§ **YOUR OBJECTIVE**: Reproduce precisely the lines of the listing below, starting with the line that contains "Category: black legging" and stopping after the line that contains "Category: blonde hair"; include nothing else.

§ **SOURCE MATERIAL**:
★ ★ ★ ★ ★ ★ ★

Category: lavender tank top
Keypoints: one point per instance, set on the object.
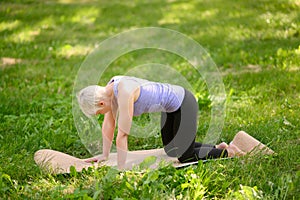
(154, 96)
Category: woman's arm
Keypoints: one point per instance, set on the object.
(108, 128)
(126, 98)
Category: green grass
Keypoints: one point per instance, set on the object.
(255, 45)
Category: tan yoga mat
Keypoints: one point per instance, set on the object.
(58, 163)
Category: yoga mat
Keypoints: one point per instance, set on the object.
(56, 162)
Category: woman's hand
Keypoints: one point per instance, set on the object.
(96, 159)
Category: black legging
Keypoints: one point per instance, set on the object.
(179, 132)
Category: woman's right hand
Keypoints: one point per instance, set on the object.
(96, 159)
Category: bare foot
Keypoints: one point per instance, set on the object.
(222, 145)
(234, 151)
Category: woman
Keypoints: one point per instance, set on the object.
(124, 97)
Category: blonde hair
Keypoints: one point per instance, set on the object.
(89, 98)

★ ★ ★ ★ ★ ★ ★

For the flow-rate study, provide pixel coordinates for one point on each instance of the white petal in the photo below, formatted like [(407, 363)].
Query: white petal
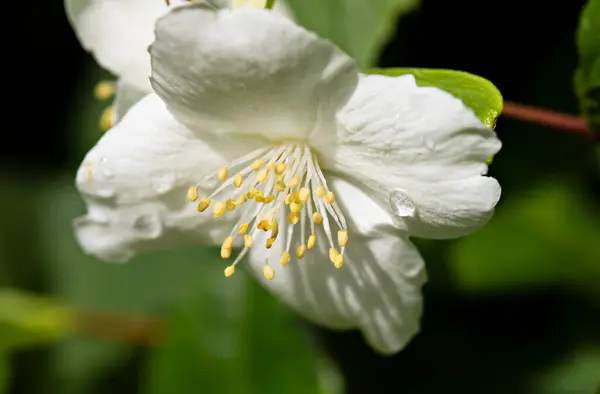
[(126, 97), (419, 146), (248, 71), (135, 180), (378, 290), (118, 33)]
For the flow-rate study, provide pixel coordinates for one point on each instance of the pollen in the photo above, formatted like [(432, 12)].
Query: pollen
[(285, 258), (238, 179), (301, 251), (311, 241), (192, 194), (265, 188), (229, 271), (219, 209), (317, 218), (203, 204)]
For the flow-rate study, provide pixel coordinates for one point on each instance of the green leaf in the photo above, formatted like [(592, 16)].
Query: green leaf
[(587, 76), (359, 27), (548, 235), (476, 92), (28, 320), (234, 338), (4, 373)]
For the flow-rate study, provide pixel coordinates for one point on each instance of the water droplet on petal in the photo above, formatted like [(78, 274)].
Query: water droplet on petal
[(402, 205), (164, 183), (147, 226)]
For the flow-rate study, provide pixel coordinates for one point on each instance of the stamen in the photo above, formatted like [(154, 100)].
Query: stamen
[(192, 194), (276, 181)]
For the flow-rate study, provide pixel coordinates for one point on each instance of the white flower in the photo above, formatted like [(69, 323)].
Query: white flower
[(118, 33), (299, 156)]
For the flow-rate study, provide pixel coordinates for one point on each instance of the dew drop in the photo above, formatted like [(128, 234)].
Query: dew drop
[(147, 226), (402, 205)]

★ ★ ★ ★ ★ ★ ★

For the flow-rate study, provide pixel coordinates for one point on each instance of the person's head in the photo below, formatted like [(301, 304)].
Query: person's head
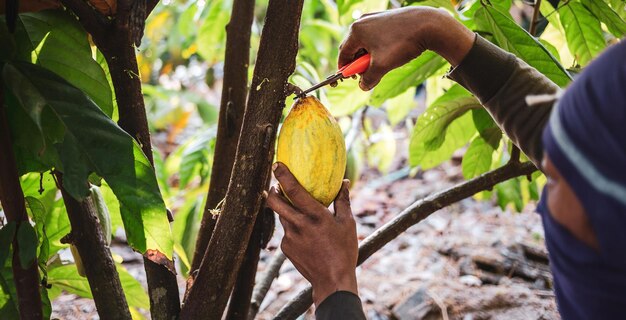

★ ★ ★ ★ ★ ★ ★

§ **SOLUTION TO THIS TASK**:
Category: black legging
Keypoints: one point per instance, set on the object.
(179, 132)
Category: woman's right hand
Keypoints: one point per instance, set on the object.
(96, 159)
Category: bare foot
Keypoints: one point per instance, set on the object.
(222, 145)
(234, 151)
Category: woman
Keypoints: one point per instance, set on the object.
(124, 97)
Category: blonde hair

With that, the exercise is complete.